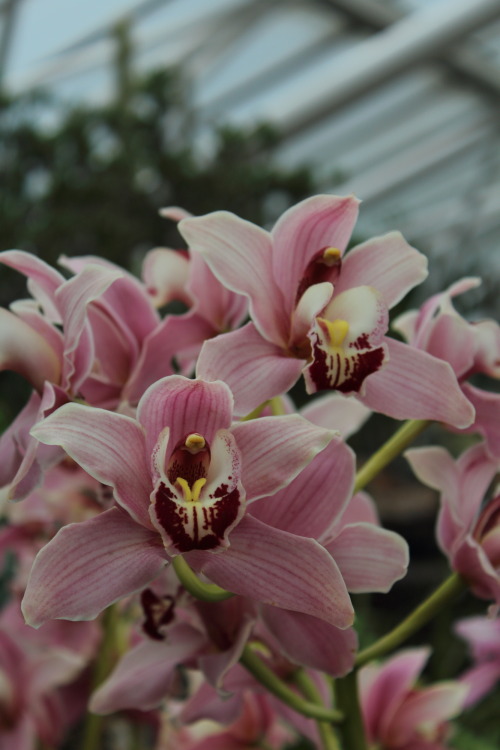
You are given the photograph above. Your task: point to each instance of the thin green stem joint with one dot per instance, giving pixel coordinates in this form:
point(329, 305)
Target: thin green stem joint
point(309, 690)
point(420, 616)
point(206, 592)
point(280, 689)
point(401, 439)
━━━━━━━━━━━━━━━━
**What to do:**
Output the whole of the data, unchanged; keep the pictures out.

**Written answer:**
You are given the photograph above. Your task: point to each instance of the thin green stem joint with one dot per instance, giving pixel coordinates in this form:
point(329, 305)
Target: thin green stem joint
point(309, 690)
point(420, 616)
point(206, 592)
point(280, 689)
point(401, 439)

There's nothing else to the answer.